Data for this exercise:
——————
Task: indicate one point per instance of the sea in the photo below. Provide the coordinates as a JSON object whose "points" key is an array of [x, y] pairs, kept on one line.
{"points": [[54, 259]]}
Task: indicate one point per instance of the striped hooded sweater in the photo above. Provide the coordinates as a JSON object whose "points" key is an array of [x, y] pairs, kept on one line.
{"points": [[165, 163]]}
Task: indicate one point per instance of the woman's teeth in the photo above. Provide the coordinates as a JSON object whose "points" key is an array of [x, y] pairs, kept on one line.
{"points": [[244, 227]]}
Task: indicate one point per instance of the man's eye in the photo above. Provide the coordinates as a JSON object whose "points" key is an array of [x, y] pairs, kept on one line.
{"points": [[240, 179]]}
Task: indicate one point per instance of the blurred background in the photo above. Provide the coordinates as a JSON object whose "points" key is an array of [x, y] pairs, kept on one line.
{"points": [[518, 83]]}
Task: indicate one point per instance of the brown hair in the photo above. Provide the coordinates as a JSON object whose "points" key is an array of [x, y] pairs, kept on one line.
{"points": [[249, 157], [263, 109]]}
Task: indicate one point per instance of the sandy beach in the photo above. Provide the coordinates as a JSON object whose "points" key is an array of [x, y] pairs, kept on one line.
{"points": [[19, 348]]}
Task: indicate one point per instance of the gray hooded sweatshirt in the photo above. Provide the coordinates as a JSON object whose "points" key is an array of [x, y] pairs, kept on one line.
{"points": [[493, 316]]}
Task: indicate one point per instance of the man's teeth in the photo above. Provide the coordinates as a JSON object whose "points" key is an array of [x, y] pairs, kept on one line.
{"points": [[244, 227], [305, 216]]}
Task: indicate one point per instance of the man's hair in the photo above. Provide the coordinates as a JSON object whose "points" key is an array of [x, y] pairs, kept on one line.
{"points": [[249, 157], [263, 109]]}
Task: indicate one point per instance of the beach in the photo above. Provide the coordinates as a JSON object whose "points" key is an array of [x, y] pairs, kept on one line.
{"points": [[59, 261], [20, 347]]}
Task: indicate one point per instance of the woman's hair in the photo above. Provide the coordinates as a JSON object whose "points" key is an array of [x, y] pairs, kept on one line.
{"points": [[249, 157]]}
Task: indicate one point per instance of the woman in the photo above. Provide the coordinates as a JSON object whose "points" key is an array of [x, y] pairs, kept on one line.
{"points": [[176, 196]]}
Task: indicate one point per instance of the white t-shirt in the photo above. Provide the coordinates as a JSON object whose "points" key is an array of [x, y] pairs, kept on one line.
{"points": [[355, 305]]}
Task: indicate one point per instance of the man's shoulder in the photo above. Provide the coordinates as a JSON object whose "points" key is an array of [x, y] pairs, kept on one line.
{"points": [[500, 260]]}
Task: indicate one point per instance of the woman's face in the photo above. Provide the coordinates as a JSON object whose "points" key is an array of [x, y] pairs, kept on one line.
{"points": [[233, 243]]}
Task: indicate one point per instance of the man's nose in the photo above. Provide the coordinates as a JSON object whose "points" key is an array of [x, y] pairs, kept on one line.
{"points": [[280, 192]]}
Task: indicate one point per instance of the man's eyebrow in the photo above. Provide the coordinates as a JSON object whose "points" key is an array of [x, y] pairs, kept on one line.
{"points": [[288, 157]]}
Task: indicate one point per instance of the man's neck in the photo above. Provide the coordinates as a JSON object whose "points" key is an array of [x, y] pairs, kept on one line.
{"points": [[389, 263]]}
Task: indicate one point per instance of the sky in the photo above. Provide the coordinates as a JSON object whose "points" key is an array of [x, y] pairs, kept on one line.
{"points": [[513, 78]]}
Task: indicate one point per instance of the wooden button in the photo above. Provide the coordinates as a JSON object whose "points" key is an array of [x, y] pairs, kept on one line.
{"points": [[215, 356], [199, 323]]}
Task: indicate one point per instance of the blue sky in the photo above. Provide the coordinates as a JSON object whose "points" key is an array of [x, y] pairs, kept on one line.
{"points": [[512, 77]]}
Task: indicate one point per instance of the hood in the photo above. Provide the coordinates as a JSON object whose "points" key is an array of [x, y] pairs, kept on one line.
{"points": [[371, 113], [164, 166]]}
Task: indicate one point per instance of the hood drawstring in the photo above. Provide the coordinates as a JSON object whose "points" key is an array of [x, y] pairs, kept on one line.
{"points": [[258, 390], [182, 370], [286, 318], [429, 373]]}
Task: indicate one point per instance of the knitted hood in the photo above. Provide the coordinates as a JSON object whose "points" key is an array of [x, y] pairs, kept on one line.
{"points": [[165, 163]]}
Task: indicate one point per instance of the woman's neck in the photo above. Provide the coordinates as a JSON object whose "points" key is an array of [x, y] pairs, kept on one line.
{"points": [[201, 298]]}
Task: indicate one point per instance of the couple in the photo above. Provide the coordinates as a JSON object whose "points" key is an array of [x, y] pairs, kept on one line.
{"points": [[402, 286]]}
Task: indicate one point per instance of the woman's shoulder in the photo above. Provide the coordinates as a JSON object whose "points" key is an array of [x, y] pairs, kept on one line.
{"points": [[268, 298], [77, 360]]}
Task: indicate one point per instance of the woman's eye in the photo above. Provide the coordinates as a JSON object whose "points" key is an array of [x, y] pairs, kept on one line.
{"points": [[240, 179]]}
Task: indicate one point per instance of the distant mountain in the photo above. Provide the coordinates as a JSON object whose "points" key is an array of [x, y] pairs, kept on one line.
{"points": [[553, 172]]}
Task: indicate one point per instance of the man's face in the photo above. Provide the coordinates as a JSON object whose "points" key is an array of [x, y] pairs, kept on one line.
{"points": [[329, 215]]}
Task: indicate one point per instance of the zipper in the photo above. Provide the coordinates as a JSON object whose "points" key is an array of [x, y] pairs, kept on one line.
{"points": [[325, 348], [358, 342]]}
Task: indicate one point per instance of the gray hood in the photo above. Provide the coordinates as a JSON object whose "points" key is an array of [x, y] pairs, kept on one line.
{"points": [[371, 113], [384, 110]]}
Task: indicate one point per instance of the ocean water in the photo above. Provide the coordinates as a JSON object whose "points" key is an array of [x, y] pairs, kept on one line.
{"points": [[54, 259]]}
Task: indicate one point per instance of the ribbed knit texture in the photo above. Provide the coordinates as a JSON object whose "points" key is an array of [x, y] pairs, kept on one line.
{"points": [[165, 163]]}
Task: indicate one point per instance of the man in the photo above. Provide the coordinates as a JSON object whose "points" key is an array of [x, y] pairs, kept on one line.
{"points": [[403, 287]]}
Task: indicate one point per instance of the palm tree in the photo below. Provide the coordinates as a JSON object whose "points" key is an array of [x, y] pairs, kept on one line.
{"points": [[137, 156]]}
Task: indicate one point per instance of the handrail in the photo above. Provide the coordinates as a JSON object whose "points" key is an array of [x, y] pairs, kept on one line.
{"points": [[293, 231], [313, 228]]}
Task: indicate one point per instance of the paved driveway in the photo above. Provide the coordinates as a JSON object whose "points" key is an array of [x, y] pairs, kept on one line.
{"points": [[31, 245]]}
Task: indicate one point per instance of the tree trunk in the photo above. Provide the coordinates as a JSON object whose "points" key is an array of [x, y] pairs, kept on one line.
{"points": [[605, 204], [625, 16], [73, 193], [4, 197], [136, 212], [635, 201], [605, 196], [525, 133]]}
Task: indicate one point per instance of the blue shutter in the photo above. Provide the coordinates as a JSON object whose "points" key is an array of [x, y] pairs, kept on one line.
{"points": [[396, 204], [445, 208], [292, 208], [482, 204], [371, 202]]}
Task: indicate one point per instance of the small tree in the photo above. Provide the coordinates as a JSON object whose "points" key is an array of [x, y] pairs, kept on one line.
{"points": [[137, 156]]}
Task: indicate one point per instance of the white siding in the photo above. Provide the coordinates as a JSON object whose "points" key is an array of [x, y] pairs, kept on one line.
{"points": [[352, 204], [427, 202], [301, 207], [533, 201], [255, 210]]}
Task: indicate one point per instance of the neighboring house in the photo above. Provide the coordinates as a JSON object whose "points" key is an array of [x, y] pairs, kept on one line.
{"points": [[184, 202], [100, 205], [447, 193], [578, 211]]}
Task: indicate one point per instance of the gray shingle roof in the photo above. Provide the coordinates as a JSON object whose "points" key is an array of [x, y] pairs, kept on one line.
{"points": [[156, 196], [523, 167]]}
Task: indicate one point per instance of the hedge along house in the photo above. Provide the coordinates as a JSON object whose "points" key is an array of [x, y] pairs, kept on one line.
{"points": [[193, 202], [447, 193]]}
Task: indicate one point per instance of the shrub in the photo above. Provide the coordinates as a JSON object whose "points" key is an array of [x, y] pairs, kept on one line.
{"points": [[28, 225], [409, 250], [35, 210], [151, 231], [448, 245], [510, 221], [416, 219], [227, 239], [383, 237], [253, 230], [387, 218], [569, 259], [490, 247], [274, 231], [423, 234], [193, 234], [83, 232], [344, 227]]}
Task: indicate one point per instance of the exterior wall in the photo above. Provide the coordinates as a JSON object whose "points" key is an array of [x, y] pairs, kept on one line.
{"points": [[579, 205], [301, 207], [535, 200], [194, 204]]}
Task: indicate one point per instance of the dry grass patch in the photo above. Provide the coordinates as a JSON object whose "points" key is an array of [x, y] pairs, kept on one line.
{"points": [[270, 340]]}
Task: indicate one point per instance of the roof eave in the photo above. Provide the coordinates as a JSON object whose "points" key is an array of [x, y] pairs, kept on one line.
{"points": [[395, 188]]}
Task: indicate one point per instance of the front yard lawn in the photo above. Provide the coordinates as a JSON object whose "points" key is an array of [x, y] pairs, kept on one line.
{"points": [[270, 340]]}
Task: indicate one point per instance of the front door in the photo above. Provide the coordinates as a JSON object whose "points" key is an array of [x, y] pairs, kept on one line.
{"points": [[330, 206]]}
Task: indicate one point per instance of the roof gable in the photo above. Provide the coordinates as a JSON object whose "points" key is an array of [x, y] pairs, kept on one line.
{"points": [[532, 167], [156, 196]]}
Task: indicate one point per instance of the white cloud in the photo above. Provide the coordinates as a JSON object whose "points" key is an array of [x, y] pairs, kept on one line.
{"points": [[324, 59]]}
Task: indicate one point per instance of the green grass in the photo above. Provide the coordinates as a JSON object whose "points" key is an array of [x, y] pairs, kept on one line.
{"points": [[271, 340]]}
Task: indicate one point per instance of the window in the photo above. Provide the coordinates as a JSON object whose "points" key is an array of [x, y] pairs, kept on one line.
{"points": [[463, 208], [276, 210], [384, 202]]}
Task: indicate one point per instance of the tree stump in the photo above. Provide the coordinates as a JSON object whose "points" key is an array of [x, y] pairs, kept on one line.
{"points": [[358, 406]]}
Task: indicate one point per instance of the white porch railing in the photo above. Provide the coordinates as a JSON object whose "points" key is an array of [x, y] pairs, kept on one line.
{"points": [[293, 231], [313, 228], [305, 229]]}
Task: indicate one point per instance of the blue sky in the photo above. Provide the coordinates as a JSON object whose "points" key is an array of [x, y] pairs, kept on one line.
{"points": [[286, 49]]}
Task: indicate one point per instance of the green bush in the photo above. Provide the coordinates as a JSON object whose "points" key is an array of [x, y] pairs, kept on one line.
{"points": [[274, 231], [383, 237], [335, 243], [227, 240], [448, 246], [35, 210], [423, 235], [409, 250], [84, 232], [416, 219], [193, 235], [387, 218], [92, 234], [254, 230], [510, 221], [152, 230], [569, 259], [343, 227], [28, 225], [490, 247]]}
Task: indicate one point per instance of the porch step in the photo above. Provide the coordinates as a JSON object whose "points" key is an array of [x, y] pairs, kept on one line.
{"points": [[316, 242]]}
——————
Request:
Retype exactly the lines from the one containing "Task: indicate one point per instance of the front door" through the last line of the records above, including both.

Final result:
Task: indicate one point per instance of the front door in the photo above. Provide the coordinates as a JSON object whose "points" key is an array of [x, y] pairs, kept on one line.
{"points": [[330, 206]]}
Task: indicate one point per instance of the roof gable in the photo above. Provide the coordinates as a JSON object whose "points" key is an array of [x, y] pairs, kept on one line.
{"points": [[532, 167], [156, 196]]}
Task: indicate one point per instance of the white cloud in the photo above. Provide the coordinates as a JSON object whose "points" key is an array of [x, y] pairs, kept on one line.
{"points": [[324, 59]]}
Task: indicate one point per instance of the green grass in the photo above. Provide the coordinates as a JSON object whose "points" key is an array of [x, y] pairs, kept on one line.
{"points": [[271, 340]]}
Task: indicate one point per instance of the window in the photo above. Provide the coordinates as a JSON object whose "points" key is an array of [x, y] pairs, kept on one line.
{"points": [[463, 208], [276, 210], [384, 202]]}
Task: indicate one point per instance of the tree stump in the photo above. Provide the coordinates as a JSON object whose "points" key is an array of [x, y] pairs, kept on one line.
{"points": [[358, 406]]}
Task: indicate one point per instance of the white porch railing in the photo above. Provide the coordinates as a JSON object whose "points" key is an array of [x, y] pairs, kept on one line.
{"points": [[293, 231], [313, 228], [305, 229]]}
Task: indicate one point per instance of the blue sky in the photo above. Provide the coordinates as a JSON object whose "points" key is an array of [x, y] pairs, kept on one line.
{"points": [[286, 49]]}
Task: indicate one point per instance of the green bush in the photo above. Provide the coordinates as a JSON object whose "points" key is an array of [x, y] pairs, kept on one line.
{"points": [[274, 231], [383, 237], [335, 243], [227, 240], [448, 246], [35, 210], [423, 235], [409, 250], [84, 232], [416, 219], [193, 235], [387, 218], [92, 234], [254, 230], [510, 221], [152, 230], [569, 259], [343, 227], [28, 225], [490, 247]]}
Task: indicate one point per instance of the porch step in the photo above. Provide the coordinates as a JSON object whose "points" key is an array of [x, y] pairs, kept on one line.
{"points": [[316, 242]]}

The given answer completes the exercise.